---------- Excerpted records ----------

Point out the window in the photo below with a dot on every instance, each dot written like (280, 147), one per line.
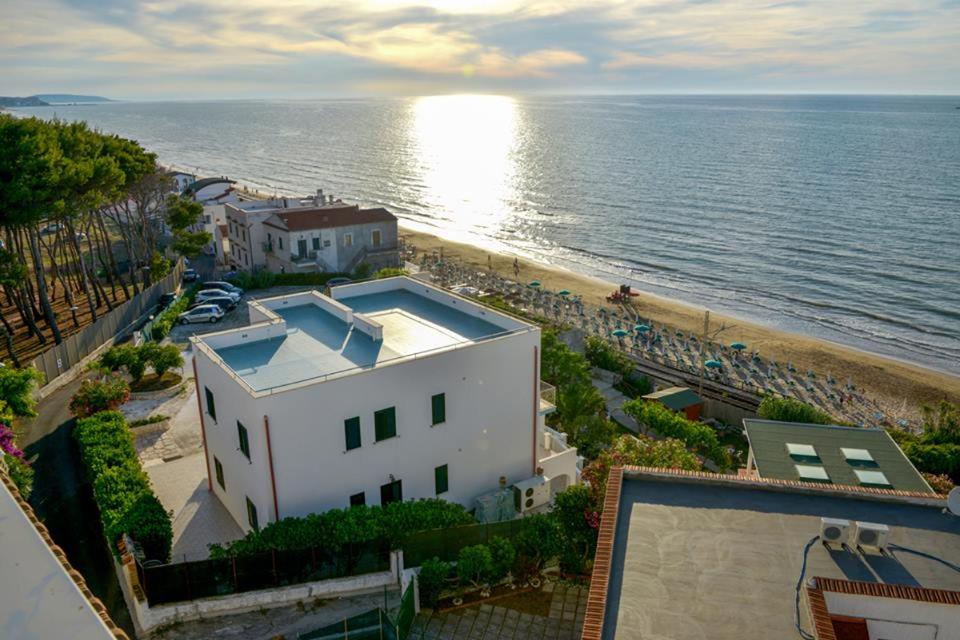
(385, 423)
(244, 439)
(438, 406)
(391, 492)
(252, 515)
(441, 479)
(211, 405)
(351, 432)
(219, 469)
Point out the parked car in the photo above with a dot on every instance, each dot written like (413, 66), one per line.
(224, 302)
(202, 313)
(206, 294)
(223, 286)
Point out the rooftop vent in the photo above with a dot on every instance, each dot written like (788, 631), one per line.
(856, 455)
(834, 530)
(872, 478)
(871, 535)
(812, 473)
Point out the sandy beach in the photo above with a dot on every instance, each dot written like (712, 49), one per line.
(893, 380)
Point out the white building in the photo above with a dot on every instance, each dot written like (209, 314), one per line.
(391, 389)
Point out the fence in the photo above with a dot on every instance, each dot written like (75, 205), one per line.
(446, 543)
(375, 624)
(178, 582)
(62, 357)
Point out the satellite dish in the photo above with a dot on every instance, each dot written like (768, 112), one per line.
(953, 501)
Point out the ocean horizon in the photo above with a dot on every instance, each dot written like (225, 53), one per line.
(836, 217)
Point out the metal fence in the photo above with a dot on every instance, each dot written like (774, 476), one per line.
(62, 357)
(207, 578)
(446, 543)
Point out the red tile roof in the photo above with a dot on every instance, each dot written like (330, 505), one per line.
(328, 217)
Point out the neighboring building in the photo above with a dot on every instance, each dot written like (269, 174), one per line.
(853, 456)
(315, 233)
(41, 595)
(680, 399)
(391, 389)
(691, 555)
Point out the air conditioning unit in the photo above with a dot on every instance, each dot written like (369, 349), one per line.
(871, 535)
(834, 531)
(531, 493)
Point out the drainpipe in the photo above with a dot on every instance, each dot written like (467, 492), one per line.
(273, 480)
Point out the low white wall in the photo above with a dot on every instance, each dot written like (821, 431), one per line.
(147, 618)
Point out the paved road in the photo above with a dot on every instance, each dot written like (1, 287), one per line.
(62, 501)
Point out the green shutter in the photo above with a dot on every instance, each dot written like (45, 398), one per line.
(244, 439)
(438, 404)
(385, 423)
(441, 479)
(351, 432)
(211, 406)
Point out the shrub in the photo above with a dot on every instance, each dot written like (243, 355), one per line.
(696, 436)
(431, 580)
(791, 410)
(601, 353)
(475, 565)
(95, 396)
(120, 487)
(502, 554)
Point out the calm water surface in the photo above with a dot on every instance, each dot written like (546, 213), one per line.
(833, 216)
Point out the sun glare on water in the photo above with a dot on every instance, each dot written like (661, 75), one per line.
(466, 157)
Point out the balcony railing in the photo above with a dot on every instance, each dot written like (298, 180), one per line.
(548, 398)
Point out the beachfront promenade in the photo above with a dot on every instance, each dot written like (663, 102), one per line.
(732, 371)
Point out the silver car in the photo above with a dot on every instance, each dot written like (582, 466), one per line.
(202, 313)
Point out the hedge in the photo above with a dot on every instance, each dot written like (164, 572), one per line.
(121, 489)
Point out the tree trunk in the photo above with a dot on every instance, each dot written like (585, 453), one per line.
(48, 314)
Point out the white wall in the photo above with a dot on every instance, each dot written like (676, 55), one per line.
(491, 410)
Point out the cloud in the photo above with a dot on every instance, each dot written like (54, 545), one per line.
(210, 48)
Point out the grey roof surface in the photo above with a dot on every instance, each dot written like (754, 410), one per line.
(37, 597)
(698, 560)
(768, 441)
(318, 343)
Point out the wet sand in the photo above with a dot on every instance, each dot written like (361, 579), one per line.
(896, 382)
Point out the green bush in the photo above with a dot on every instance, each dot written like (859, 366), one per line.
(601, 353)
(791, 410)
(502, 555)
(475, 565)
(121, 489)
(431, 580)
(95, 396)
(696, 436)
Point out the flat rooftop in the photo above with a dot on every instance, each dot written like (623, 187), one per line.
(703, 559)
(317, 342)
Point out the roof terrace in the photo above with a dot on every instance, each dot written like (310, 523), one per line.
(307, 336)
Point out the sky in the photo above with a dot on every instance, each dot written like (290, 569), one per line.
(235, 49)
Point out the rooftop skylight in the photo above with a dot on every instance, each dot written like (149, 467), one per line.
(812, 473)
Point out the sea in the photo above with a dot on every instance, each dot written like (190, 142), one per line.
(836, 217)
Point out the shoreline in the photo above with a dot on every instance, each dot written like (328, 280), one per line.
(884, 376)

----------

__Short problem__: Switch every "with a dot on every instance" in the items above to "with a dot on each one", and write out all the items again with nothing else changed. Leave the pictures out.

__Complete response__:
Point out the window in the photo below with a dot on each one, each dot written like (280, 147), one per line.
(385, 423)
(244, 439)
(438, 406)
(391, 492)
(252, 515)
(441, 479)
(211, 405)
(351, 432)
(219, 469)
Point out the parked car in the photo above with a dot on each one, each dot written like (413, 66), one per line.
(224, 302)
(202, 313)
(206, 294)
(223, 286)
Point out the rooftop vent in the photo above with a dot on each one, each dot written like (788, 631), one per line.
(856, 455)
(834, 530)
(872, 478)
(871, 535)
(812, 473)
Point out the sandy beach in the photo above with a dot on each one, each dot written like (712, 49), one per line.
(893, 380)
Point out the white building in the photo above with a dot on each one, each dot written like (209, 314), one per line.
(391, 389)
Point out the fence in the photo above with a dot on each one, each dot written like (75, 205), one per line.
(446, 543)
(375, 624)
(178, 582)
(62, 357)
Point out the satellite dish in the photo above with a dot on each one, each dot written like (768, 112), one per line.
(953, 501)
Point out the ocean horizon in the photo above with a dot on each one, each dot written like (225, 53), one per line.
(836, 217)
Point out the metal fence in the photo above with a dot on each one, each dot written like (774, 476), one per line.
(62, 357)
(207, 578)
(446, 543)
Point out the red tile roof in the photo above with a dot on each one, each dot written like (330, 505), one per line.
(328, 217)
Point out the neighboring building in the photo above with a dot on each one, each dot written like (269, 174), one per line.
(853, 456)
(315, 233)
(41, 595)
(680, 399)
(391, 389)
(691, 555)
Point out the air conditioning unit in the photo above with a dot on each one, each dot written like (369, 349), one per line.
(871, 535)
(834, 531)
(531, 493)
Point out the drainpipe in the photo above with a dot on each one, each dot written like (467, 492), one per line.
(273, 480)
Point out the low white wall in the photo above with a dot on each one, each dot written like (821, 431), one per line.
(147, 618)
Point out the paved road in the photo above with a dot on each one, each dot written like (1, 287), one per line.
(62, 501)
Point out the green shutter in the photo above with a dot on each one, each dot written like (45, 398), one per line.
(244, 439)
(438, 404)
(385, 423)
(441, 479)
(351, 432)
(211, 406)
Point out the shrub in the photo above with a dot on each one, each dot written like (243, 355), one per line.
(696, 436)
(431, 580)
(791, 410)
(601, 353)
(475, 565)
(95, 396)
(120, 487)
(502, 554)
Point out the calm water surface in the photo above with a dot on each one, each dot written like (546, 213), one per line.
(833, 216)
Point out the sun glare on water in the photo above with a dot on each one, each dot written like (661, 75), one per line.
(466, 157)
Point out the balcony railing in the photo above with a dot on each one, each dot written like (298, 180), one per line.
(548, 398)
Point out the beachfront promenade in the photo above with a dot on each one, each dot written like (663, 102), one per line.
(732, 371)
Point out the silver car in the photo above with a dot on each one, each dot written like (582, 466), one per line.
(202, 313)
Point out the hedge in the photo above with a dot on each one, each dot written like (164, 572), one per line.
(121, 489)
Point out the tree trunk in the photo above with a dot on each one, each dot written like (585, 453), one per line.
(48, 314)
Point out the white wall in the photo above with a dot on each one, each dot written like (676, 55), one per line.
(491, 410)
Point out the cloud in the photo above with a dot on each one, each dot written like (54, 545), one per line.
(210, 48)
Point out the grey roof surface in the photo above with a dot on each one, each dot written like (754, 410), one per line.
(37, 597)
(698, 560)
(768, 441)
(318, 343)
Point out the wet sand in the photo above with a dot on each one, each dot written like (361, 579), one per line.
(896, 382)
Point out the green bush in the photo above with a dot on each one, each dot written like (859, 366), one per line.
(601, 353)
(791, 410)
(502, 555)
(475, 565)
(121, 489)
(431, 580)
(95, 396)
(696, 436)
Point out the flat rooftop in the photo above with a dot on each one, each dot written like (623, 187), one per line.
(703, 559)
(317, 342)
Point out the roof terrace in the photo above with a dot on each one, each dot written like (310, 523), one per line.
(307, 336)
Point out the sky in the photo above with a dot on each one, each dot written like (290, 569), one per line.
(235, 49)
Point out the rooftop skylight in the photo above with a dot on each one, each dot written like (149, 467), one per line.
(812, 473)
Point out the sea in the photo above with a dot on each one, each dot written like (190, 142), one per line.
(836, 217)
Point out the shoreline in the photo above with a dot on each one, each dot written like (328, 280), one per line.
(884, 376)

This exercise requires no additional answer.